→ **What to work on**
If a line includes "Return", copy it out of the entries.

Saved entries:
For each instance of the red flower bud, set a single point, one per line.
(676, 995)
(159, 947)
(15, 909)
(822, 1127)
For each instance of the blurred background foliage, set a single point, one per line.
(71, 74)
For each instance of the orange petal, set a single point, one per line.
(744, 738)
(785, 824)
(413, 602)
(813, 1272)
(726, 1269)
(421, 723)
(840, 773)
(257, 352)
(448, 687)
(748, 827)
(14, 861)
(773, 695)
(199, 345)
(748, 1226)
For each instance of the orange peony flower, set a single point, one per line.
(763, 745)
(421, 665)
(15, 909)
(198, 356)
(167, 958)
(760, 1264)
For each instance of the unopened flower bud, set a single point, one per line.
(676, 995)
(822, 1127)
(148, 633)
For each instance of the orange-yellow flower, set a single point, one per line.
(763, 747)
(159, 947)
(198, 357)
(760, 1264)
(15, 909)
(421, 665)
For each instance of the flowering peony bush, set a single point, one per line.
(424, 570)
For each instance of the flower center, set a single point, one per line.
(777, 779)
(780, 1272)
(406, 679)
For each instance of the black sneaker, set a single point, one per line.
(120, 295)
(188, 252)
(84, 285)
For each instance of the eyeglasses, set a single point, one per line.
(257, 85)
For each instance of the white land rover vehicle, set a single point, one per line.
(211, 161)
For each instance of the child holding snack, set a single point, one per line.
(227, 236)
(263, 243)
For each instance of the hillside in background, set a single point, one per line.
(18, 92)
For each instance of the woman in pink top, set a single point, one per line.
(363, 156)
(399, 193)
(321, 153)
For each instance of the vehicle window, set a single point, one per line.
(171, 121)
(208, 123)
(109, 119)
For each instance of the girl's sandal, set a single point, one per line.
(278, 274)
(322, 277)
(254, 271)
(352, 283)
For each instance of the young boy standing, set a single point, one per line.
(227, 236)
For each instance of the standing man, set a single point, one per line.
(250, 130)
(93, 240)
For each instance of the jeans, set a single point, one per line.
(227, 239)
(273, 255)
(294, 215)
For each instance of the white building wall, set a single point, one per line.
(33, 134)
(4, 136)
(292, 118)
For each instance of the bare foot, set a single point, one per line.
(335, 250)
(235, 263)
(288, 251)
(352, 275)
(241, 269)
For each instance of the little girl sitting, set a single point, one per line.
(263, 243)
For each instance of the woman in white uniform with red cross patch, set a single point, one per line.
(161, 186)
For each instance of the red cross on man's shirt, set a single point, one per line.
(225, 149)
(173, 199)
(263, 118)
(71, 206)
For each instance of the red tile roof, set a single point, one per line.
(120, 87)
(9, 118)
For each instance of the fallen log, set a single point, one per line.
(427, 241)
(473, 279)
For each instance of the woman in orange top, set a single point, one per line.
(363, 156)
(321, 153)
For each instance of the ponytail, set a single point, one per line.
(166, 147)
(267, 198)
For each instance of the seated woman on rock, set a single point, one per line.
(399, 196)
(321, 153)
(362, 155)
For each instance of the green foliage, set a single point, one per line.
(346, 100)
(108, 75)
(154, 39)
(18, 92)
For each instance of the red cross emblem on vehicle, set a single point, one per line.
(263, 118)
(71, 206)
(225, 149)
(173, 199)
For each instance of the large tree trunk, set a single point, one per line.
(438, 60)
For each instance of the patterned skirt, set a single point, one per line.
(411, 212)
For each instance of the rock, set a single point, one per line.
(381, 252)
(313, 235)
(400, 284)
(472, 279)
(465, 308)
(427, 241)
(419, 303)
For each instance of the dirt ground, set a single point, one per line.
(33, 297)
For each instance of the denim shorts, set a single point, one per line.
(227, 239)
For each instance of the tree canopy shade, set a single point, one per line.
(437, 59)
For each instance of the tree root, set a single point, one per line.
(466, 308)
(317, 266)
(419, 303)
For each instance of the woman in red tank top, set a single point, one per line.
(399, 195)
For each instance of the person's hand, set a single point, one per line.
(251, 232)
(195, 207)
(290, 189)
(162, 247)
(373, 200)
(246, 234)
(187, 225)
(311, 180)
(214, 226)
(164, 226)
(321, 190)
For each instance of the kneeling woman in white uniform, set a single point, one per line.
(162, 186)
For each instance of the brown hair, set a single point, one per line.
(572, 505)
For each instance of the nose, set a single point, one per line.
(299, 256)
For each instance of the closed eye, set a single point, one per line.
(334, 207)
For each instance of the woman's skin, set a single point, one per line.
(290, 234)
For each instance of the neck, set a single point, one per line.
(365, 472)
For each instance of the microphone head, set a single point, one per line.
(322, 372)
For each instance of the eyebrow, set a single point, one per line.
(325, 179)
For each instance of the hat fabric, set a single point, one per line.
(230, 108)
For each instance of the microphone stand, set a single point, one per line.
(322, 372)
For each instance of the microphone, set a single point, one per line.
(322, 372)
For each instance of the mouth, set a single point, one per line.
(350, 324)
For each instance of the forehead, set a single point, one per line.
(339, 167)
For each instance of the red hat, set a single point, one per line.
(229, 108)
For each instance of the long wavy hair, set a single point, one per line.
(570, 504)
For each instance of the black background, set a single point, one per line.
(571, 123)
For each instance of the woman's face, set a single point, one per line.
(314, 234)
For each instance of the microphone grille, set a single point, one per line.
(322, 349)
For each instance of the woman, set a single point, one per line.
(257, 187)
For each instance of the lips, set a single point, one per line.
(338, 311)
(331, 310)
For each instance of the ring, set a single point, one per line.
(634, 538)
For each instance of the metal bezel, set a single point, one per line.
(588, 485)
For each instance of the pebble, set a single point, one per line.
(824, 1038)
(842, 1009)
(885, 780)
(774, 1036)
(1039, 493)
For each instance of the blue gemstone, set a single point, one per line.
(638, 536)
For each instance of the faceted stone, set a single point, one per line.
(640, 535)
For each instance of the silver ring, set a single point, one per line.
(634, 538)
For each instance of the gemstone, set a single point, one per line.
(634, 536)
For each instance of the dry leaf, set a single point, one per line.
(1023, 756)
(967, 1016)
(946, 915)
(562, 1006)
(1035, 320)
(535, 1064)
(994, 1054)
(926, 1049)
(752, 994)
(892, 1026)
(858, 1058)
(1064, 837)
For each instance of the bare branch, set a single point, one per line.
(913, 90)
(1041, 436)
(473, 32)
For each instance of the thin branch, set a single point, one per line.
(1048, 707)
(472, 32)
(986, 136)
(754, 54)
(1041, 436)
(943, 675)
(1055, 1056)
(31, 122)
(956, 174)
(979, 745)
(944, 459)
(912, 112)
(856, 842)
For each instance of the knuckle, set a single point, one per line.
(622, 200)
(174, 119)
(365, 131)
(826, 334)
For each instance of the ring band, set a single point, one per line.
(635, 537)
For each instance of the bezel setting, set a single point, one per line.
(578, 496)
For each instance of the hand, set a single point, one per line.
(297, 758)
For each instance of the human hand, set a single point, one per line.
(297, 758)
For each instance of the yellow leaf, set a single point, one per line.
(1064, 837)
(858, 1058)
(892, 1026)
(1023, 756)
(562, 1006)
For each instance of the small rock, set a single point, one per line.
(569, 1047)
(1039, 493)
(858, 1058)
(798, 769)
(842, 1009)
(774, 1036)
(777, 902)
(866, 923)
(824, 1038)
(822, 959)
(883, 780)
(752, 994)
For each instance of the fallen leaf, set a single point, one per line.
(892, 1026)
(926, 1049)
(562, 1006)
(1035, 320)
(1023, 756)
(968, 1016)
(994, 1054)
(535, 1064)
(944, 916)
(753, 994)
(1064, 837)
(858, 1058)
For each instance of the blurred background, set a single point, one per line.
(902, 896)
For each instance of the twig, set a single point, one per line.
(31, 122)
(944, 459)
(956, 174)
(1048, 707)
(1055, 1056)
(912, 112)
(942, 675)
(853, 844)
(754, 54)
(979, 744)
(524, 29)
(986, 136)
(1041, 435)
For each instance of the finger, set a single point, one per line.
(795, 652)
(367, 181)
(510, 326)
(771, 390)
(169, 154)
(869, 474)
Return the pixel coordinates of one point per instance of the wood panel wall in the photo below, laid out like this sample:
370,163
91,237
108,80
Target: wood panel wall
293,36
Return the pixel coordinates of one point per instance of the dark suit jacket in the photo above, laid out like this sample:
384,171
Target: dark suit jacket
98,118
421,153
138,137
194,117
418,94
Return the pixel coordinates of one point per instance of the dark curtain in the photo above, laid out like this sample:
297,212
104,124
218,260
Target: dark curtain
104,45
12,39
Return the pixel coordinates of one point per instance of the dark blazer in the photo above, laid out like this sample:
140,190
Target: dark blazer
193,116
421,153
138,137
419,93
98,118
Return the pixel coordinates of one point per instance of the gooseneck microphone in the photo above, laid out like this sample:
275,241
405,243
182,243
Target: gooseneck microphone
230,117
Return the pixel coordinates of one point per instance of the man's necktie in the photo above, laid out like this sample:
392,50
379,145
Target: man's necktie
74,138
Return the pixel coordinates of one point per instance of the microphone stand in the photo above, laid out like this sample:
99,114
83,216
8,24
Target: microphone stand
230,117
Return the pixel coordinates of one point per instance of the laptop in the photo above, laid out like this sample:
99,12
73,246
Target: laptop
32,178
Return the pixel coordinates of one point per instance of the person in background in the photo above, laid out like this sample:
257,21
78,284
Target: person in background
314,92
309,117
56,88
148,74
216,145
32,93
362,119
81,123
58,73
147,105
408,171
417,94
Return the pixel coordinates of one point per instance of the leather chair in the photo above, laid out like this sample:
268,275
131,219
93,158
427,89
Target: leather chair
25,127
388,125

→ **Answer to this problem**
Return the pixel coordinates of one point per instance of the wood panel wall in the photo below, laid out like this sample:
Return the pixel coordinates of one point per instance of the dark suit jacket in the photo above, laid out like this sample:
Return the pixel coordinates of one point per instance of the dark curtain in the photo above, laid out like this sample:
Return the pixel coordinates of one point per instance of the dark blazer in the photo above, laid out like this sample:
Return the pixel coordinates of one point per instance of the gooseneck microphone in the photo above, laid out like this sample:
Return the pixel coordinates of one point per instance of the man's necktie in the photo above, laid out like this sample:
Return the pixel coordinates of one point per instance of the microphone stand in the photo above, laid out like this sample:
Return the pixel coordinates of one point per instance of the laptop in the photo above, laid out like this sample:
Return the pixel coordinates of one point per instance of the person in background in the photo above, laid out like this sample:
Return the pixel coordinates of one point per instance of the leather chair in the photo above, laid out like this sample:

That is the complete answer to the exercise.